*LISTING*.

______

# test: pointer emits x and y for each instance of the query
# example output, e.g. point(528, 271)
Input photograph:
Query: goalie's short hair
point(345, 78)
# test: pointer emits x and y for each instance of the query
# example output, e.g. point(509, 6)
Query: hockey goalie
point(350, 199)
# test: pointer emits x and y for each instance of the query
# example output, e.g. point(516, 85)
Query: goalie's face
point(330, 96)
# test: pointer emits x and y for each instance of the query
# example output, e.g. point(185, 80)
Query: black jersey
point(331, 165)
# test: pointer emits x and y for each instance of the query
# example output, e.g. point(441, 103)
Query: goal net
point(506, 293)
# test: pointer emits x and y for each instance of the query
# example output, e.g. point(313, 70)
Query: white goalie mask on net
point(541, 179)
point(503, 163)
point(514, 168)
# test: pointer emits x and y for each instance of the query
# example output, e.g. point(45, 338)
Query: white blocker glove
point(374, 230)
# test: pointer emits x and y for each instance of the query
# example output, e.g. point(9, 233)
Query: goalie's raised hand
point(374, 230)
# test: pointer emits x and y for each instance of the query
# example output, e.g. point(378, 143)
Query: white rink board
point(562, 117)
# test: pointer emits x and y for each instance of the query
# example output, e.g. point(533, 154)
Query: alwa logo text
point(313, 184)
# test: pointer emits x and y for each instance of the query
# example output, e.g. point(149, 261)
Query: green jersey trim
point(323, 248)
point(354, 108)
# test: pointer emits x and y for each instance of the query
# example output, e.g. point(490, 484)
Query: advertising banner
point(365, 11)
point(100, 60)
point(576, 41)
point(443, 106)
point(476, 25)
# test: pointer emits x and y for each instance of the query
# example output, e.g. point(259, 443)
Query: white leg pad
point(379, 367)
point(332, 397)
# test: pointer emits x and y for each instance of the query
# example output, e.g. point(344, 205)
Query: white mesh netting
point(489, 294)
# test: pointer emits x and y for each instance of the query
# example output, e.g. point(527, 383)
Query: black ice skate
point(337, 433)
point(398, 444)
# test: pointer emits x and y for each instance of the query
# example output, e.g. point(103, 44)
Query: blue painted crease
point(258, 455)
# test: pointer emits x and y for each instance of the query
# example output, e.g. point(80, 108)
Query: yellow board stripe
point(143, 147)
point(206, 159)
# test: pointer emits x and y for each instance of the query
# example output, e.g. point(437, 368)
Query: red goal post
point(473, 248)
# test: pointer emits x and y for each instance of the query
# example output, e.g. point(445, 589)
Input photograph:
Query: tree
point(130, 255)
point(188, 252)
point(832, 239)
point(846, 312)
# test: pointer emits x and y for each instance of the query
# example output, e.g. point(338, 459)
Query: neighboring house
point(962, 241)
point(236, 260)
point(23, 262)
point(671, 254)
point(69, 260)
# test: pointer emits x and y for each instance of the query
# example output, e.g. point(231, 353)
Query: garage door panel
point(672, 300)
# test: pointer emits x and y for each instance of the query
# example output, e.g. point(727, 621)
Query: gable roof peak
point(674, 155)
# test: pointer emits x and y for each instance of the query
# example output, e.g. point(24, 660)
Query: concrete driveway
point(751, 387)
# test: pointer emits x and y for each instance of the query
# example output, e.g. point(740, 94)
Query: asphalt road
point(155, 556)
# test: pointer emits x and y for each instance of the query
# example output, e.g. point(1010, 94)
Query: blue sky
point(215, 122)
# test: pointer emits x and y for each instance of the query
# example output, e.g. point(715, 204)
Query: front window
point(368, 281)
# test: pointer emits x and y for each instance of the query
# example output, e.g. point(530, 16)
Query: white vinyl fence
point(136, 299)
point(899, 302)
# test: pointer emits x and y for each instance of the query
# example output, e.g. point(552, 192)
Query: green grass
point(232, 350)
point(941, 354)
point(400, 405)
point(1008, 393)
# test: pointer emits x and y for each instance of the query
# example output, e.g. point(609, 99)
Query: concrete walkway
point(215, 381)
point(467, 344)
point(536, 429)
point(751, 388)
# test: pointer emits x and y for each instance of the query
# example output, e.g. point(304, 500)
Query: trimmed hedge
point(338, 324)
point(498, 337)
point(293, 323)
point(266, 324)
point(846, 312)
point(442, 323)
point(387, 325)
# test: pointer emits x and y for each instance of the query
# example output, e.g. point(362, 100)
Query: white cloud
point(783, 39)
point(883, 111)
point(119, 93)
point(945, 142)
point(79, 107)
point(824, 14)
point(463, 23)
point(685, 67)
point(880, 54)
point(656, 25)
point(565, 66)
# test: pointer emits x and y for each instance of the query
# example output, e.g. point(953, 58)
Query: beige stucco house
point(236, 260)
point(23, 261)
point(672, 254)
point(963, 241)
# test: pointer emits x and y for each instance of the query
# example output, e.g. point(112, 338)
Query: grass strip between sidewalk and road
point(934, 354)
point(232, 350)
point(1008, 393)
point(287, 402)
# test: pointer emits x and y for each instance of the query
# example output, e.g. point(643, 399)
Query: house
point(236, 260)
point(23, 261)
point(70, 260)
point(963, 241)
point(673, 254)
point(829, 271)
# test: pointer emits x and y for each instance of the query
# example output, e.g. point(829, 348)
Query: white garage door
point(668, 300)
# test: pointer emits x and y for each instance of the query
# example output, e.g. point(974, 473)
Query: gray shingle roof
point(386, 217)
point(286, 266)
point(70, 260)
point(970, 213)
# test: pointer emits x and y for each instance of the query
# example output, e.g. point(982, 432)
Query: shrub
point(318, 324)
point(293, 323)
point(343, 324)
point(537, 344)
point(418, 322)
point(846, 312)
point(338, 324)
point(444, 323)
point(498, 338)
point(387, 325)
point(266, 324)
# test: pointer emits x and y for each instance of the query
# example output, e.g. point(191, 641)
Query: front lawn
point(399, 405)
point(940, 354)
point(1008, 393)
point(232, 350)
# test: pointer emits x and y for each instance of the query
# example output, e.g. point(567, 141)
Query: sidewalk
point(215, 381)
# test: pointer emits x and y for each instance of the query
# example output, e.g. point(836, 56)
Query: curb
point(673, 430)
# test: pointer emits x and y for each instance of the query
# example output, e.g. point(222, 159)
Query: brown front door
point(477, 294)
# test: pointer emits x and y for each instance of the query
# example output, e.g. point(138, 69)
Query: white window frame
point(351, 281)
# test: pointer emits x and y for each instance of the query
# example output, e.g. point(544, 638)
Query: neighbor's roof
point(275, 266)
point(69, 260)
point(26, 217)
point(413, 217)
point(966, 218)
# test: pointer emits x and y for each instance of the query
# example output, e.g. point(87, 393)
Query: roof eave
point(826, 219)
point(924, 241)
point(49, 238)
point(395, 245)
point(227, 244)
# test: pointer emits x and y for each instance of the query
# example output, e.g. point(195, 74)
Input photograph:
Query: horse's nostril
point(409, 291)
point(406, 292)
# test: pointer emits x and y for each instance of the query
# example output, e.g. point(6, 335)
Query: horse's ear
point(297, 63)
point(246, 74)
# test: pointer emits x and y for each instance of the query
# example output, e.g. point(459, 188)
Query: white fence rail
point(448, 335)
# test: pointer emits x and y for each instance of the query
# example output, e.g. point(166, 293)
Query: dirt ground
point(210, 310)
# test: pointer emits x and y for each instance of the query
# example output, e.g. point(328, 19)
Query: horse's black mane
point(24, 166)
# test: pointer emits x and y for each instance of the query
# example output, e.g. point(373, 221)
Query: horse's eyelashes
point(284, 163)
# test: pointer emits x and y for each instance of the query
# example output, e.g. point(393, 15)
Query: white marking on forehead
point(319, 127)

______

Pick out each line in the material above containing the word "black" and copy those lines. Case counts.

*WRITTEN SOLUTION*.
Query: black jersey
Query: black ice skate
Query: horse's black mane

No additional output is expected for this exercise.